Reproduce all entries precisely, down to the last character.

** begin **

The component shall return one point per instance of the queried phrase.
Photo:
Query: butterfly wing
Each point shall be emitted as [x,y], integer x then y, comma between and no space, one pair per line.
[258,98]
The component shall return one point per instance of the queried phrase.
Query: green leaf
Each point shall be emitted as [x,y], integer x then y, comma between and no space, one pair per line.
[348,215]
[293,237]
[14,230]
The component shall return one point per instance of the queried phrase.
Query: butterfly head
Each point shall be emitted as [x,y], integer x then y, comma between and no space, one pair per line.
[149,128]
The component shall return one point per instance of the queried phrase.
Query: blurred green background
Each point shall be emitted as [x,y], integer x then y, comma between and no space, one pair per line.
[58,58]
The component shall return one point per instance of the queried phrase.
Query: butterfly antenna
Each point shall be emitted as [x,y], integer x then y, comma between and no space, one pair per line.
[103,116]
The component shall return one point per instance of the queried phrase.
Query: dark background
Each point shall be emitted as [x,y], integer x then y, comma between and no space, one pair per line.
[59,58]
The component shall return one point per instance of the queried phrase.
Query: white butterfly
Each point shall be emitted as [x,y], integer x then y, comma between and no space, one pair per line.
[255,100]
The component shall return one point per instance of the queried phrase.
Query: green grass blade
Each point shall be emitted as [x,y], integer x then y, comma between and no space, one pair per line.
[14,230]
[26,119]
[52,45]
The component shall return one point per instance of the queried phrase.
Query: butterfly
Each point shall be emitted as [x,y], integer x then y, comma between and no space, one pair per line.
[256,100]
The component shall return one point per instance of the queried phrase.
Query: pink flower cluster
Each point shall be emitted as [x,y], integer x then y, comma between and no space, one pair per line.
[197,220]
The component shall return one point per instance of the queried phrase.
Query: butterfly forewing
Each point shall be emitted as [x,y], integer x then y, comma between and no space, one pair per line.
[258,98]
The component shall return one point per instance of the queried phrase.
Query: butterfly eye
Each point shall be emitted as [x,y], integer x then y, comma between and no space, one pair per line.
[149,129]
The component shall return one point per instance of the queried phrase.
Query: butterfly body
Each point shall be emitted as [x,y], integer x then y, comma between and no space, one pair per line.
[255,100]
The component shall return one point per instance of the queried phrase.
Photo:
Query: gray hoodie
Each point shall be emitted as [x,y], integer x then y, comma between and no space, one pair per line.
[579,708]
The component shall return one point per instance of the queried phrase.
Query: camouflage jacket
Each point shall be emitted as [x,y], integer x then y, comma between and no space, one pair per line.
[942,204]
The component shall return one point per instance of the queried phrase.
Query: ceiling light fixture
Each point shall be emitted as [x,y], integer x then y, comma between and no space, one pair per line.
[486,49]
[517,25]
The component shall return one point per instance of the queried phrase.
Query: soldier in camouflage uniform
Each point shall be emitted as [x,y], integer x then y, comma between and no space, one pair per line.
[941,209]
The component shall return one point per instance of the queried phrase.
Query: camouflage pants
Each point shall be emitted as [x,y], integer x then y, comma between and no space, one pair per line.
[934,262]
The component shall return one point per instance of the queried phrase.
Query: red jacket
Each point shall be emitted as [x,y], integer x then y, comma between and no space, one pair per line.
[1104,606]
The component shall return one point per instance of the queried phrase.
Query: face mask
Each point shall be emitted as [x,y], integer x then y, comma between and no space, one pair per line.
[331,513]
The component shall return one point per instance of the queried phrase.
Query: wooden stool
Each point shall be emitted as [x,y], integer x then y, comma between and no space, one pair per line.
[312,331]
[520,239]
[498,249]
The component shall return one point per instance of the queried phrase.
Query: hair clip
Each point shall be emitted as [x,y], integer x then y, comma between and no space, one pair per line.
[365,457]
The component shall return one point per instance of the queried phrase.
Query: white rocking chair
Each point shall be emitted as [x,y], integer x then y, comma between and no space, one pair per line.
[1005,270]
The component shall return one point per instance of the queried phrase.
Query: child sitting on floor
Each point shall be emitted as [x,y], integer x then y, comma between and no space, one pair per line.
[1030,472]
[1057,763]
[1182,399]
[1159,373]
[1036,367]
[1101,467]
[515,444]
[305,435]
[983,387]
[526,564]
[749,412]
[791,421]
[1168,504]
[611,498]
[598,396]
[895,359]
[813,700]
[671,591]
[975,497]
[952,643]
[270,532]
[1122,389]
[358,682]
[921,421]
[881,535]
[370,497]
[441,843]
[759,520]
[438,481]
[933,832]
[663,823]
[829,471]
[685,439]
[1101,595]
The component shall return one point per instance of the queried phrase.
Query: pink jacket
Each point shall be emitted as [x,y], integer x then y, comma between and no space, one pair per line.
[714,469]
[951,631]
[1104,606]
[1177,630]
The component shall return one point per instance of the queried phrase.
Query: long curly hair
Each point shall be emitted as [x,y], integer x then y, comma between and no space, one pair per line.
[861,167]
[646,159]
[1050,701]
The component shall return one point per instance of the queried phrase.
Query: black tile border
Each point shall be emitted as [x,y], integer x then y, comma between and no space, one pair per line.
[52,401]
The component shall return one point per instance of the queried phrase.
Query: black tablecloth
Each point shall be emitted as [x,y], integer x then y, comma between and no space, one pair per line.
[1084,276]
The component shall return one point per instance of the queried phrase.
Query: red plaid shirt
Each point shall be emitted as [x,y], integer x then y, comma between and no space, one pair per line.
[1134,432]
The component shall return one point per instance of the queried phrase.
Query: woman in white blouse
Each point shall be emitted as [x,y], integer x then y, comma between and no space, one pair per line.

** end **

Exercise solution:
The component shall return one point per instance of the queried phrase.
Photo:
Query: butterfly wing
Each point shall be emitted as [x,y], integer x then y, comma between and no space, one pair per line.
[258,98]
The component shall return one point per instance of the queried phrase.
Query: green leaf
Each point shall be emitted as [x,y], integer x then y, comma between and no space, one pair per line.
[348,215]
[293,237]
[14,230]
The component shall return one point per instance of the queried phrase.
Query: butterfly head
Each point shall be emitted as [x,y], integer x then y, comma between and no space, one pair per line.
[149,128]
The component shall return one point per instance of the queried phrase.
Query: blurred green background
Each point shall be emitted as [x,y], integer x then y, comma between and no space, one pair per line.
[58,58]
The component shall return one point per instance of the queried phrase.
Query: butterfly antenna
Each point shall be emitted as [x,y], integer x then y, comma between and no space, one pair per line.
[103,116]
The component shall return one point per instance of the queried phrase.
Query: dark background
Each point shall be emitted as [x,y], integer x then y, comma between and no space, one pair per line.
[59,58]
The component shall return one point per instance of the queried phrase.
Query: white butterfly
Each point shall be emitted as [x,y], integer x then y, comma between and no space, one pair per line.
[255,100]
The component shall return one point per instance of the queried phrase.
Query: green grass blade
Each point shall be emitted as [x,y], integer x then y, comma between and no space, one pair per line.
[14,230]
[26,119]
[52,45]
The component shall return one point per instance of the queried phrase.
Query: butterfly
Each point shall be emitted as [x,y], integer x then y, comma between and no space, one pair per line.
[256,100]
The component shall return one point per instance of the queried phrase.
Query: pink flower cluster
Each point shall be emitted as [x,y], integer x then y, comma between and no space, one pair per line.
[197,220]
The component shall return one point per instance of the queried phrase.
Query: butterfly forewing
Each point shall be emitted as [x,y], integer x then y, comma between and no space, one pair per line.
[258,98]
The component shall return one point per instance of the queried phrase.
Query: butterfly eye
Each point shall be emitted as [x,y], integer x then y, comma between and no space, one pair per line.
[149,129]
The component shall return one point per instance of the queried phrase.
Query: butterfly body
Each point shall be emitted as [x,y], integer x then y, comma between and no space, one pair per line.
[255,100]
The component shall return one point per instance of the queried phrase.
Photo:
Query: gray hoodie
Each point shall be emitted as [x,y], integer x then y, comma between and no space, one pair per line.
[579,708]
The component shall return one point per instance of the queried phrase.
Query: camouflage jacket
Each point shall be emitted as [x,y], integer x then y, comma between and no space, one pair per line.
[942,204]
The component shall return one point per instance of the queried phrase.
Query: ceiling light fixture
Each point shall be emitted as [x,y], integer x then y, comma between and no space, one pair per line.
[486,49]
[517,25]
The component shall return one point per instance of the queried phrase.
Query: soldier in camouflage uniform
Each point shall be emitted as [x,y], integer x then y, comma between and no space, one pair per line.
[941,209]
The component shall return one point per instance of the queried phrase.
Query: camouflage pants
Each point shall be emitted as [x,y], integer x then y, comma between and no space, one pair per line.
[934,262]
The component shall return one point per instance of the queried phrase.
Query: red jacket
Each point shall be emitted as [x,y], integer x then y, comma between and no space, one pair per line.
[1104,606]
The component shall return one point per instance of the queried phrase.
Query: face mask
Each point shall be emitted as [x,y], integer x then y, comma between and no space, one pair per line.
[331,513]
The component shall return one point per instance of the queried phrase.
Query: wooden stool
Each point shall be emitted as [x,y], integer x then y, comma between and no space, one pair per line.
[312,331]
[520,239]
[498,249]
The component shall return one point per instance of the queried phrase.
Query: hair clip
Each point shall be emitted as [x,y], integer x then y, comma between and no space, one pair per line.
[365,457]
The component shall return one point per instance of the queried phrase.
Query: white rocking chair
Each point shall be emitted as [x,y], integer x then y, comma between and no space, one pair per line.
[1005,270]
The component shall return one point per instance of the queried phrase.
Query: child sitting on floor
Each point shall be emitted as [x,y], integer x then y, comma between and no space, one pair per line.
[1030,472]
[1057,763]
[1182,399]
[1159,373]
[1036,367]
[1101,467]
[515,444]
[305,435]
[983,387]
[526,564]
[749,412]
[791,421]
[1168,504]
[611,498]
[598,396]
[895,359]
[813,700]
[671,591]
[975,497]
[952,643]
[270,532]
[1122,389]
[358,682]
[921,421]
[881,535]
[370,497]
[441,843]
[759,520]
[438,481]
[933,832]
[663,823]
[829,471]
[685,439]
[1101,595]
The component shall return one point per instance of the queried phrase.
Query: pink jacket
Each point shall be emitted as [x,y], integer x then y, comma between and no space, one pair per line.
[714,469]
[951,631]
[1104,606]
[1177,630]
The component shall return one point per instance of the queried phrase.
Query: long curly hair
Each point shall be emitted as [x,y], integer x then y, comma between and no space, one pair per line.
[861,167]
[646,159]
[1050,701]
The component shall return one point per instance of the queried phrase.
Query: black tile border
Each point shall be emitted as [x,y], integer x then y, comma between and no space, one pair per line.
[52,401]
The component shall return one point per instance of the queried phrase.
Query: black tablecloth
Each point shall be emitted as [x,y], integer x then y, comma between and no space, one pair per line.
[1084,276]
The component shall return one point per instance of the queried phrase.
Query: red plaid shirt
Each point shall be emitted as [x,y], integer x then y, comma between and no space, one pair per line.
[1134,432]
The component shall return one point per instance of the queried phrase.
Query: woman in white blouse
Each point shall be emitted as [x,y], integer x then y, comma between and no space, one pair per line.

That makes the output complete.